### Excerpted passage

________________

The Rotterdam Rooftop Walk has been opened to visitors, who ventured across a variety of the city’s rooftops at a height of 30 meters. Designed by Rotterdam Rooftop Days and MVRDV, the highlight of this installation is a bridge spanning the Coolsingel, one of Rotterdam’s most important streets.
The Rooftop Walk aims to give the public a new perspective on the city. The extensive programming should increase visitors’ awareness of the potential of roofs, which can become a “second layer” that makes the city more liveable, biodiverse, sustainable, and healthy.
The bright orange Rotterdam Rooftop Walk is 600 meters long and offers the public a fantastic view of the city for a month. In the rooftop exhibition artists, designers, and architects show how much is possible if we use our roofs efficiently for greenery, water storage, food production, and energy generation. On top of the installation, built by Dutch Steigers, all kinds of makers show how roofs can contribute to a sustainable, healthy and liveable city — from a virtual village to a green design for the roof of the Bijenkorf department store.

________________

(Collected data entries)
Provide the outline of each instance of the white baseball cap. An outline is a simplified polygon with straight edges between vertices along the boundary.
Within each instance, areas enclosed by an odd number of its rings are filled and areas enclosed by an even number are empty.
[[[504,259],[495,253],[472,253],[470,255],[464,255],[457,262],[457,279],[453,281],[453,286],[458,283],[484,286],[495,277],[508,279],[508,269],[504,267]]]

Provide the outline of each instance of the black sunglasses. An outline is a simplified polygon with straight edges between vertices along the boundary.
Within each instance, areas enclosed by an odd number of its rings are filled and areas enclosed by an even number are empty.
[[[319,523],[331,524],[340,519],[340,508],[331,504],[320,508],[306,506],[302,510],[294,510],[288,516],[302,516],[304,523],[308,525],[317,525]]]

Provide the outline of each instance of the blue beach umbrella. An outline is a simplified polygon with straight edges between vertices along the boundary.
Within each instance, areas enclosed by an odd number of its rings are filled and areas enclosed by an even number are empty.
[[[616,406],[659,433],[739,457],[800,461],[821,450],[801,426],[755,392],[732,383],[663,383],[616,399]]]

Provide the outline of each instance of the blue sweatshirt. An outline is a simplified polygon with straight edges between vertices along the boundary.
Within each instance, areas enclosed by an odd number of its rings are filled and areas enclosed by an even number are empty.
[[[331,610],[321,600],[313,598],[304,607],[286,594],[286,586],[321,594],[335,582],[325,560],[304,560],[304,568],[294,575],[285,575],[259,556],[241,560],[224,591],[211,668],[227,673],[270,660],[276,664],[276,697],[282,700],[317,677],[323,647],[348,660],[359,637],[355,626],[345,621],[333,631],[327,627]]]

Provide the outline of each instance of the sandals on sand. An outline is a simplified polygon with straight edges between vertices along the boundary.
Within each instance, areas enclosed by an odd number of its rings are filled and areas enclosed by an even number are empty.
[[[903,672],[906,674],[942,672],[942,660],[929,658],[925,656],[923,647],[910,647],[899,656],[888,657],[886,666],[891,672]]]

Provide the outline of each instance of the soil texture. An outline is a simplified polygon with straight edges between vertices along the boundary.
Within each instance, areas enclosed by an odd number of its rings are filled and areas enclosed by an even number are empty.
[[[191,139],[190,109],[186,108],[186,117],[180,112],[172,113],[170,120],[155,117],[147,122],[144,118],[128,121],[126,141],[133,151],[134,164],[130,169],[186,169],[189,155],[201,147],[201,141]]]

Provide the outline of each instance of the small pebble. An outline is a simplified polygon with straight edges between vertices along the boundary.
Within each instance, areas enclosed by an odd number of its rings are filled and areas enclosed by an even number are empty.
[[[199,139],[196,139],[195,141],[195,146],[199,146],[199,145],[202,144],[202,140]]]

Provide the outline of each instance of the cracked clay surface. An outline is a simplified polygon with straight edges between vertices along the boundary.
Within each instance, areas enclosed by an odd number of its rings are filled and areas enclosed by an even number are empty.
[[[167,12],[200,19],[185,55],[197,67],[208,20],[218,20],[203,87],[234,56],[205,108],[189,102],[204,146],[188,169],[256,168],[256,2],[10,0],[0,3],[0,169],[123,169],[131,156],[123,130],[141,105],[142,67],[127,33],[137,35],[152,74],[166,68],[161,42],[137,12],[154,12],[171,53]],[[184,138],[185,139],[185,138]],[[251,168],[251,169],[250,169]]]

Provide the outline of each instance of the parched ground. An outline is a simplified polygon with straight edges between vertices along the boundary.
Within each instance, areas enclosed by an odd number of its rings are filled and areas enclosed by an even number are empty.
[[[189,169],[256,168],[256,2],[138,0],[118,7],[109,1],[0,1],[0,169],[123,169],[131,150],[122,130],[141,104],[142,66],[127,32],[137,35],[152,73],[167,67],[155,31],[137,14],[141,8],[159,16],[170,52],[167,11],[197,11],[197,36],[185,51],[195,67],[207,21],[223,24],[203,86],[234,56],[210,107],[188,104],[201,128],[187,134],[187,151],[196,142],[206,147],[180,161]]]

________________

### To do
List the uses for roofs that artists, designers, and architects show in the rooftop exhibition, according to the Rotterdam Rooftop Walk article.

### Output
- Greenery
- Water storage
- Food production
- Energy generation